Records supplied section start
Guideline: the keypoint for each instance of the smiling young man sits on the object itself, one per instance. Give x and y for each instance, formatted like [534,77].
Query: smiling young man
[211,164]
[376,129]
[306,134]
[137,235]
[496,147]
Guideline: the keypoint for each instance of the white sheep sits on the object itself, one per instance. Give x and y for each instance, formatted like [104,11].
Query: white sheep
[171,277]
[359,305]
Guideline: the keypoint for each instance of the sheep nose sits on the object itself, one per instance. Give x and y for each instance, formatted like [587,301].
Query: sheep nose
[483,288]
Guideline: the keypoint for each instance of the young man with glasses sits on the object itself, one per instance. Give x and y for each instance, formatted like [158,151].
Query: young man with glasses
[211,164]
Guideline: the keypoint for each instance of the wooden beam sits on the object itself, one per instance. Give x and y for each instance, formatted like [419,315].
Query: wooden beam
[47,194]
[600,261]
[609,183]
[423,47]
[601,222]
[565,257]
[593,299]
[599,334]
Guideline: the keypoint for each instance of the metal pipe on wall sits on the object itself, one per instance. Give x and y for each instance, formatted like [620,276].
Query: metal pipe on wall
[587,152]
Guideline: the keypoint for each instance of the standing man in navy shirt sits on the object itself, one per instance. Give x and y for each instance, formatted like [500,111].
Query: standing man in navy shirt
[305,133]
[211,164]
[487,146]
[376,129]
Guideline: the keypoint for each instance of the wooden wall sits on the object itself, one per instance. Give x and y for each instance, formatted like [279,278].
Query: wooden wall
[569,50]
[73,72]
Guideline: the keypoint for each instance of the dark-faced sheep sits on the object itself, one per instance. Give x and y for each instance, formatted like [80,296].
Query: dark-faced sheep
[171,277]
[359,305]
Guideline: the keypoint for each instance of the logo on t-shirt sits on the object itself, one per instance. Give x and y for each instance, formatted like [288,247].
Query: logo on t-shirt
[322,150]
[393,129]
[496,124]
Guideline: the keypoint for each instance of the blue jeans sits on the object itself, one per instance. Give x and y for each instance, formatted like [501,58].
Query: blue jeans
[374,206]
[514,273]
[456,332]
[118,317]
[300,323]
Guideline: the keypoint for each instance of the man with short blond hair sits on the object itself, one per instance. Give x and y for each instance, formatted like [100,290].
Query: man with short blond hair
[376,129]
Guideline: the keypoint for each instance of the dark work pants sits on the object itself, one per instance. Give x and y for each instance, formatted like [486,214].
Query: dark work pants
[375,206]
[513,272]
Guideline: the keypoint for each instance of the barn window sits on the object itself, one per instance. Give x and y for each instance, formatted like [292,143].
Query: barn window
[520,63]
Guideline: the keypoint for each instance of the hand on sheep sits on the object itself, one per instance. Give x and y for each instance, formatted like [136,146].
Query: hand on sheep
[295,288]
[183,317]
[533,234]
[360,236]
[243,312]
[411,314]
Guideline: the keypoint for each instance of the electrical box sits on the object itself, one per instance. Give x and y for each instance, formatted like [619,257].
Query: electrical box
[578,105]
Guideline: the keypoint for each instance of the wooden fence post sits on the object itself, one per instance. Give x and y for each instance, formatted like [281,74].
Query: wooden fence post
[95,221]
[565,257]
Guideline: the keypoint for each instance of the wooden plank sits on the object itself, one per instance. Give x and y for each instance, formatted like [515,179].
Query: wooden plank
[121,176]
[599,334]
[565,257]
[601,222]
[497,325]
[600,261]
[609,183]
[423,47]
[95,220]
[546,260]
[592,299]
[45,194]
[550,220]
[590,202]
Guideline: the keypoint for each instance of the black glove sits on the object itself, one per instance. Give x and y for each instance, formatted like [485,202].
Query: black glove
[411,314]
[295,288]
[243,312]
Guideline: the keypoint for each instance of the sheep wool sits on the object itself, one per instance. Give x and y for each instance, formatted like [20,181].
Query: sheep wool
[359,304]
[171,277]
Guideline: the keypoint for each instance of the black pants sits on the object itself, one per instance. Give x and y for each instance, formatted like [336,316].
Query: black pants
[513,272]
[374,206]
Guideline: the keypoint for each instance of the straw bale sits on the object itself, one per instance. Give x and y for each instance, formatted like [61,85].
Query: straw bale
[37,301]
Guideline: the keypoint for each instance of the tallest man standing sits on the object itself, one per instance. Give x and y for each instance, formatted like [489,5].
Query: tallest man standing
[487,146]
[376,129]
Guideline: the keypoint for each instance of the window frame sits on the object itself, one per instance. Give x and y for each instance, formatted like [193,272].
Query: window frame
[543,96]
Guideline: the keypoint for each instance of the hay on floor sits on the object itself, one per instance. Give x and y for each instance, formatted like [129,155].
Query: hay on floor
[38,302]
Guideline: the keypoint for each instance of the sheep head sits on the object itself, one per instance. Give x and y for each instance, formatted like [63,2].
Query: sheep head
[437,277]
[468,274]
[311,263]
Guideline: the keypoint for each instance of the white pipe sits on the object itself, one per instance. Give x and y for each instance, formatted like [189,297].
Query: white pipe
Records supplied section end
## [Work required]
Please repeat, exactly and only, the lines from the one containing "Guideline: the keypoint for each instance of the hay" through the last line of the records, both included.

## [Answer section]
Guideline: the keypoint for each instance of the hay on floor sits on the object itself, one per instance. Give x and y for each instance, formatted like [129,155].
Query: hay on floor
[38,302]
Guideline: the keypoint for each instance of the sheep head sits on the object itself, one per instance. Give x and y for each instance, formatted like [63,2].
Query: sheep head
[437,277]
[468,274]
[311,263]
Guideline: the keypoint for each instance of the white pipe sits on the object itself, one per instance. Give x and y for each instance, formatted like [189,297].
Query: white pipe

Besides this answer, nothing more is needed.